Reading passage |
• • • • •

Wednesday, August 11, 2010

Naren A. Vora Annual Golf Tournament

Saturday, June 6th dawned as a perfect day for the annual Naren A. Vora Memorial Golf Tourament. Held at the beautiful Raccoon Creek Golf Course, 88 golfers join the Vora brothers to raise of over $30,000 for the University of Colorado Cancer Center, supporting head and neck cancer research.
Planning for the June 2011 golf tournament are already in the works, so keep watching for more details!

Friday, August 6, 2010

Colorado Research Breakfast

The American Cancer Society Cancer Action Network (ASC CAN), the nonprofit, nonpartisan advocacy affiliate of the American Cancer Society, held it's annual Colorado Research Breakfast on Tuesday, August 4th at the Denver Atheletic Club.

The welcome and introduction of the emcee, Theresa Marchetta, from KMGH TV, Channel 7, were made by Brian Eberle, ACS CAN State Lead Volunteer Ambassador to a ballroom packed with phyisicans, researchers, fundraisers, and volunteers.

Speakers included Tim Byers, MD, MPH and Paul Bunn, MD from UCCC, and the keynote speaker UCCC new director, Dan Theodorescu, MD, PhD.

ASC CAN is a movement that unites and empowers cancer patients, survivors, caregivers and their families by giving them the training and tools needed to make their voices head in the halls of government and strives to make a difference by building a nationwide movement of cancer advocates.

Tuesday, July 20, 2010

2009-2010 FY Highlights

Our mission is to put ourselves out of business,
not necessarily curing cancer but to control it.”


Dr. Andrew Thorburn
Vice Chairman-Department of Pharmacology, Associate Director for Basic Science


Here are some highlights of programs supported in 2009 and 2010.

• • • • •

Exercise tasks |
1. Summarize the blog excerpt in two sentences.
2. Please restate the blog excerpt from "Saturday, June 6th" up to and including "Denver Atheletic Club.", switching "beautiful" to "scenic".
The listing has no connection to the blog excerpt.

Information provided |
• • • • •

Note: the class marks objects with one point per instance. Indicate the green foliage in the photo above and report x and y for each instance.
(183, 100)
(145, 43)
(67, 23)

• • • • •

Solution list |
1. The annual Naren A. Vora Memorial Golf Tournament, held at Raccoon Creek Golf Course, raised over $30,000 for the University of Colorado Cancer Center to support head and neck cancer research. The American Cancer Society Cancer Action Network held its annual Colorado Research Breakfast in Denver, where the speakers included UCCC's new director, Dan Theodorescu.

2.
Saturday, June 6th dawned as a perfect day for the annual Naren A. Vora Memorial Golf Tourament. Held at the scenic Raccoon Creek Golf Course, 88 golfers join the Vora brothers to raise of over $30,000 for the University of Colorado Cancer Center, supporting head and neck cancer research.
Planning for the June 2011 golf tournament are already in the works, so keep watching for more details!

Friday, August 6, 2010

Colorado Research Breakfast

The American Cancer Society Cancer Action Network (ASC CAN), the nonprofit, nonpartisan advocacy affiliate of the American Cancer Society, held it's annual Colorado Research Breakfast on Tuesday, August 4th at the Denver Atheletic Club.